[GIVEN INSTRUCTION]: Can you turn each line of the material below into a JSON list of strings, with one string per line and blank lines left out?

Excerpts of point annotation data

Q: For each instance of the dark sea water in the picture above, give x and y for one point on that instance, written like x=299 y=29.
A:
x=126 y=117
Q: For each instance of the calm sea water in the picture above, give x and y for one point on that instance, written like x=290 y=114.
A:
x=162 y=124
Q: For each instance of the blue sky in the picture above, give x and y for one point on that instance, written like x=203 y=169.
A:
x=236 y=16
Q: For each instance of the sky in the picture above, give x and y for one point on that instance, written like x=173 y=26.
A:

[OUTPUT]:
[
  "Q: For each instance of the dark sea water in the picture above, give x and y for one point on that instance, written like x=299 y=29.",
  "A:",
  "x=126 y=117",
  "Q: For each instance of the calm sea water in the picture above, give x and y for one point on that instance, written like x=290 y=114.",
  "A:",
  "x=162 y=124",
  "Q: For each instance of the blue sky in the picture above, give x and y for one point on that instance, written like x=203 y=169.",
  "A:",
  "x=236 y=16",
  "Q: For each instance of the sky in the picture above, give x and y for one point on that instance, written like x=173 y=26.",
  "A:"
]